__SOURCE EXTRACT__
AUBURN — Game officials are happy to go unnoticed.

That’s always how Dan Deshaies has approached a game, whether umpiring a baseball game, or officiating a basketball game, he has preferred to remain professional but anonymous.

Last month’s announcement that Deshaies is among this year’s class being inducted into the Maine Baseball Hall of Fame made things a little complicated on that front for the Livermore Falls native and current athletic director at Edward Little.

“I was kind of like, in shock,” Deshaies said. “Being an umpire, you really don’t ever expect anything like that. With all the great baseball minds and bodies in the Maine Baseball Hall of Fame, I never expected it.”

Deshaies will be inducted Sunday with eight others at the 46th annual Maine Baseball Hall of Fame banquet. A month after first learning of his induction, Deshaies is honored, but still feels awkward about the recognition.

 “You do your games and try to stay out of trouble,” he said. “It’s a humbling thing for any sports official to be selected by a group of people.”

Deshaies has been involved in officiating games for decades. He’s made his mark from the local level, and all the way to the Major Leagues, a distinguished career for someone who had never umpired before taking a chance fresh out of college. Sometimes, Deshaies himself marvels at where umpiring has taken him.

“It’s the ninth inning and Bruce Sutter is coming in,” Deshaies recalled, telling the story of an exhibition Major League Baseball game he umpired. “He just signed a 40-million dollar contract with Atlanta. Rick Cerone is catching and here’s this little guy from Livermore Falls (behind the plate). Cerone had just come off winning the World Series with the Yankees and had signed with the Braves.”

__DATA SECTION__
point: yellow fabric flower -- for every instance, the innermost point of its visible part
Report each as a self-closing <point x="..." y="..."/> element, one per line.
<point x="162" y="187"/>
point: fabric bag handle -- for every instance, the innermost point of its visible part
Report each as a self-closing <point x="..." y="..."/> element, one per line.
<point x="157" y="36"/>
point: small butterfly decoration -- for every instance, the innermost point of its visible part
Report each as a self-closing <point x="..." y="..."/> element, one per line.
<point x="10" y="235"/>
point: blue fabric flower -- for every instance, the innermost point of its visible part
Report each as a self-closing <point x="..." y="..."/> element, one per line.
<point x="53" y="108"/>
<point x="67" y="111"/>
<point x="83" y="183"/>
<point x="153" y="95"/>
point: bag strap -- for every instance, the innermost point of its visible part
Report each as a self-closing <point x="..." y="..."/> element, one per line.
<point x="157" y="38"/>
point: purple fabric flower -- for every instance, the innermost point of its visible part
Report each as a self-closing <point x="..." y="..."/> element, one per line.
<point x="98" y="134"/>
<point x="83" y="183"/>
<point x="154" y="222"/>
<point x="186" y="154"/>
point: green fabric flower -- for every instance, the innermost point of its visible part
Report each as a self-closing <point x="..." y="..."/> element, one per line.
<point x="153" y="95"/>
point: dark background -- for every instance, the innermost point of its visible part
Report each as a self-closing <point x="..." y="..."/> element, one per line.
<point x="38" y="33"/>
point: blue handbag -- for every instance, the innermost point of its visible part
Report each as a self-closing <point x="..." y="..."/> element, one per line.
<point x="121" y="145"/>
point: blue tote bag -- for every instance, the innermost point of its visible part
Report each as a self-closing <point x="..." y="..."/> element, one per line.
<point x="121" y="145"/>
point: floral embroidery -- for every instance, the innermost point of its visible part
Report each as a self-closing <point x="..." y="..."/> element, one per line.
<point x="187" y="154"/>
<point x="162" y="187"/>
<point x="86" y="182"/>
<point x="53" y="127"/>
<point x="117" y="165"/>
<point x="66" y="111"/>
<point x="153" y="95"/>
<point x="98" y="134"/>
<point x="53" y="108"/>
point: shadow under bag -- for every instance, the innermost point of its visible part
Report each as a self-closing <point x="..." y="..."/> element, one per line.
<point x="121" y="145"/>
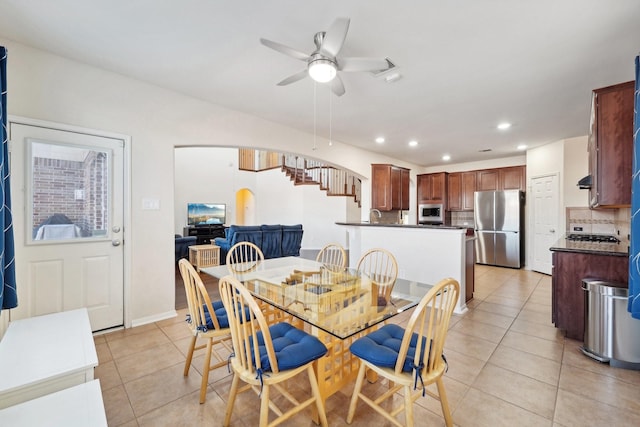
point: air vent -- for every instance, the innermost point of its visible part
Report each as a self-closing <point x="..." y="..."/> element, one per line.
<point x="585" y="183"/>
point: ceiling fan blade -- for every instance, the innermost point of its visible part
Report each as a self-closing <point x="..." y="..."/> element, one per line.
<point x="337" y="86"/>
<point x="294" y="78"/>
<point x="285" y="49"/>
<point x="334" y="37"/>
<point x="362" y="64"/>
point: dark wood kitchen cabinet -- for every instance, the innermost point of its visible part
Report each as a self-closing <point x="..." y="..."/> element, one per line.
<point x="567" y="298"/>
<point x="389" y="187"/>
<point x="611" y="146"/>
<point x="509" y="178"/>
<point x="432" y="188"/>
<point x="461" y="186"/>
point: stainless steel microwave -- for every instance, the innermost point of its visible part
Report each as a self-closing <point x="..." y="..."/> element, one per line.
<point x="431" y="213"/>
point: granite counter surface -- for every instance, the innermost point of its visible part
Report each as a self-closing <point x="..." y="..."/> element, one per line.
<point x="613" y="249"/>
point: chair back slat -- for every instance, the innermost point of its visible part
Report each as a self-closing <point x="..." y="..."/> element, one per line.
<point x="246" y="321"/>
<point x="333" y="257"/>
<point x="244" y="257"/>
<point x="198" y="300"/>
<point x="381" y="267"/>
<point x="429" y="324"/>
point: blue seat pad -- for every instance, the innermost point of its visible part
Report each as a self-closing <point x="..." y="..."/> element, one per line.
<point x="221" y="314"/>
<point x="292" y="346"/>
<point x="381" y="347"/>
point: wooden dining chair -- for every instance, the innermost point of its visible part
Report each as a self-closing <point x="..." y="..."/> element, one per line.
<point x="208" y="321"/>
<point x="265" y="356"/>
<point x="410" y="358"/>
<point x="380" y="266"/>
<point x="333" y="257"/>
<point x="244" y="257"/>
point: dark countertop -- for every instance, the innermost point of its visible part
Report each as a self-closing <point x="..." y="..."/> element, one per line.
<point x="375" y="224"/>
<point x="613" y="249"/>
<point x="469" y="231"/>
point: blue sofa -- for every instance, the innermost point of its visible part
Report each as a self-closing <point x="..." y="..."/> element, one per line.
<point x="275" y="241"/>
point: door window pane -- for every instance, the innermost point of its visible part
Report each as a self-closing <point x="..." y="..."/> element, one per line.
<point x="69" y="192"/>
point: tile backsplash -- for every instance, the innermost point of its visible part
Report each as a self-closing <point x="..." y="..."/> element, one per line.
<point x="599" y="221"/>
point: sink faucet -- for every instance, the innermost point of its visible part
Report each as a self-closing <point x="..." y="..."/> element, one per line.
<point x="376" y="211"/>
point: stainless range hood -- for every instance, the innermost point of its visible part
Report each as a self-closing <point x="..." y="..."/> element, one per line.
<point x="585" y="183"/>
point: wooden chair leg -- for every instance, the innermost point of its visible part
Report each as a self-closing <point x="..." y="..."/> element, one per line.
<point x="408" y="407"/>
<point x="264" y="406"/>
<point x="205" y="371"/>
<point x="444" y="403"/>
<point x="316" y="392"/>
<point x="187" y="363"/>
<point x="233" y="392"/>
<point x="356" y="391"/>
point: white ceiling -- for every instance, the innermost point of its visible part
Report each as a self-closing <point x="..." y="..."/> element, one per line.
<point x="466" y="65"/>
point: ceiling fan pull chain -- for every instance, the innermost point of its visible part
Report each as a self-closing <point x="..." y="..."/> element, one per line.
<point x="314" y="115"/>
<point x="330" y="118"/>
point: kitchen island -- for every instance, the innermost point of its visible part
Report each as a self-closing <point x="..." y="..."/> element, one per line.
<point x="424" y="253"/>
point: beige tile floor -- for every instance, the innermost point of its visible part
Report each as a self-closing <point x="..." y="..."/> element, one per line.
<point x="508" y="366"/>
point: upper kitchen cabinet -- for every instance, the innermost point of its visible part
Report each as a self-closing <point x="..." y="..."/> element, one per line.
<point x="432" y="188"/>
<point x="611" y="146"/>
<point x="461" y="186"/>
<point x="389" y="187"/>
<point x="509" y="178"/>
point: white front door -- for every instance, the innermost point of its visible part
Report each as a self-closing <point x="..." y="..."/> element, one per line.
<point x="545" y="220"/>
<point x="68" y="210"/>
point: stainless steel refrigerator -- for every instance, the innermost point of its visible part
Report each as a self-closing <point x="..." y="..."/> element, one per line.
<point x="499" y="226"/>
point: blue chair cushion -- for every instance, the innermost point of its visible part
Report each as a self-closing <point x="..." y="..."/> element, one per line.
<point x="292" y="346"/>
<point x="381" y="347"/>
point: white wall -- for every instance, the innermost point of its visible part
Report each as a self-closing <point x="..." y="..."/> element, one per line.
<point x="49" y="87"/>
<point x="569" y="159"/>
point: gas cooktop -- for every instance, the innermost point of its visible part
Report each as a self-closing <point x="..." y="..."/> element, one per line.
<point x="597" y="238"/>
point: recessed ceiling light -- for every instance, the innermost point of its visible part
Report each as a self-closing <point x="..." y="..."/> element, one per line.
<point x="392" y="77"/>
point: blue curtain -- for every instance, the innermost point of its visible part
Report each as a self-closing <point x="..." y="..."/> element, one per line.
<point x="8" y="296"/>
<point x="634" y="255"/>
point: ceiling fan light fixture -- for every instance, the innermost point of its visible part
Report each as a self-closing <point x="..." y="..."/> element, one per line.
<point x="322" y="70"/>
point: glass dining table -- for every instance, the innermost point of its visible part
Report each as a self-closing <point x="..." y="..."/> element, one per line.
<point x="336" y="306"/>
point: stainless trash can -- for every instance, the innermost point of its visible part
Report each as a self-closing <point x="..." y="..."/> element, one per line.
<point x="610" y="333"/>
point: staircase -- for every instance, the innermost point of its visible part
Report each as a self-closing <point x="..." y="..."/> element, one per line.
<point x="302" y="171"/>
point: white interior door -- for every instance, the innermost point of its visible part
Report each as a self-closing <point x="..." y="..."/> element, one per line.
<point x="545" y="220"/>
<point x="68" y="210"/>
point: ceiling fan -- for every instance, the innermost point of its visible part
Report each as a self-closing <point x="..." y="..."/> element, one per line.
<point x="323" y="63"/>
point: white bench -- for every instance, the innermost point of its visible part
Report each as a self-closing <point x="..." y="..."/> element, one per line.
<point x="45" y="354"/>
<point x="78" y="406"/>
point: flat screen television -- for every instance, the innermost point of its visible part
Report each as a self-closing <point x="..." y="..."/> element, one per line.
<point x="206" y="213"/>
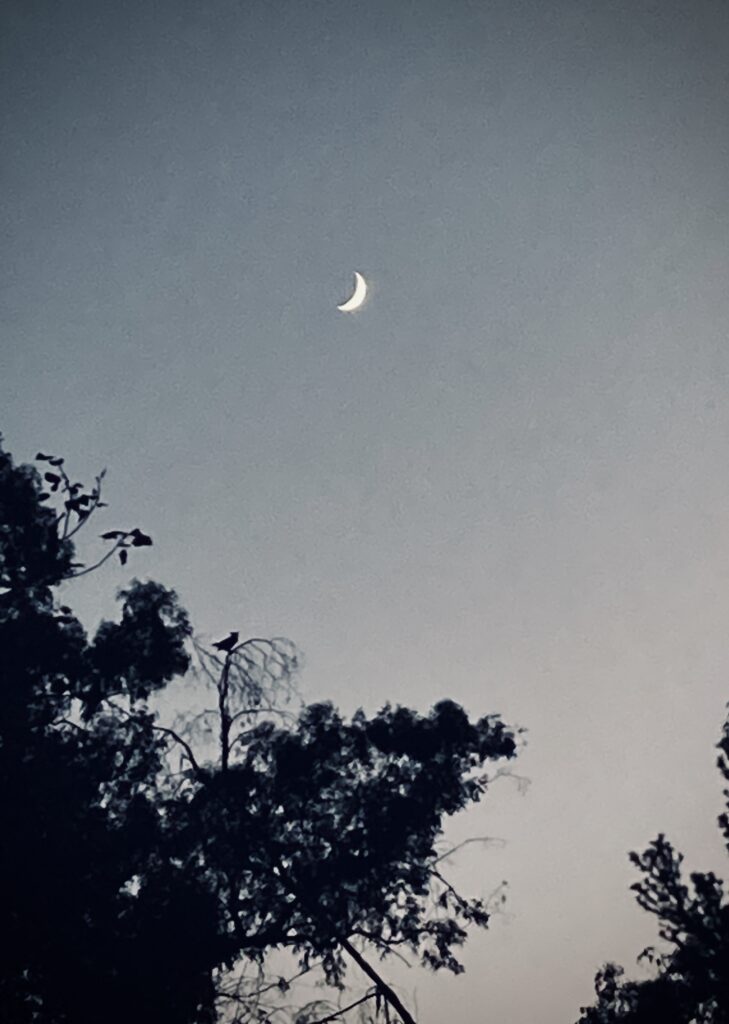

__WHAT YOU WILL DO__
[1] List every person named in the article about Dan Deshaies's Hall of Fame induction.
[2] Write the next part of the article about Dan Deshaies's Maine Baseball Hall of Fame induction, picking up after its final sentence.
The material comes from a separate source and has no connection to the article above it.

__RESULTS OF THE EXERCISE__
[1] Dan Deshaies, Bruce Sutter, Rick Cerone

[2]
After graduating from Livermore Falls High School and the University of Maine at Presque Isle, Deshaies was going to take the year off before using his degree in physical education.

But taking time off wasn’t exactly his style. So he enrolled in the Harry Wendelstedt Umpiring School in Daytona Beach, Fla.

“I’d never umpired, but I thought maybe I’d learn something about umpiring,” he said. “I thought maybe I’d do some high school games and maybe some college baseball.”

After completing the course, he was among 24 participants selected to attend an advanced camp. There, he was one of 12 umpires given opportunity in the minor leagues.

“The top 12 out of that were given a job in the minors,” Deshaies said. “I was luckily one of those 12. I did it. I don’t know how because I’d never umpired before.”

His first assignment was at the ‘A’ level in the New York-Penn League. Deshaies broke into the minors the same year Don Mattingly was a rookie at Oneonta. Both spent five years in the minors together, and they became good friends.

“I fell in love with it,” Deshaies said. “My first game was in Jamestown, New York. You go out to do the first game of the year and it’s sold out. Everybody is screaming and hollering. Fans would pour beer on your head if you’re walking out. From that point on, I kind of fell in love with that kind of atmosphere.”

He spent eight years umpiring in pro baseball. He was in Single-A for three years and did two-year stints each in Double-A and Triple-A, and even got into some MLB preseason contests.

“I’m standing at home plate and Pete Rose is one manager, and Tommy Lasorda is the other manager,” Deshaies said. “I’m at home plate talking to these guys. I called a balk on Fernando Valenzuela that day.”

Whether it was chatting it up with Hank Aaron, a Major League scout at the time, or meeting a number of umpires that are still at the Major League level, Deshaies connected with many people, and had the opportunity to experience the game at its highest level.

When Major League baseball umpires went on strike, Deshaies was offered a chance by the American League, but he declined.

“I couldn’t do that, because I knew so many of the Major League umpires that were on strike,” he said.

Eventually, life in the minors proved to be too much. During his eight years of umpiring, Deshaies had been active in the Jay and Livermore Falls area. He was officiating games, coaching basketball and substitute teaching. After a season in the International League, he decided to call himself out.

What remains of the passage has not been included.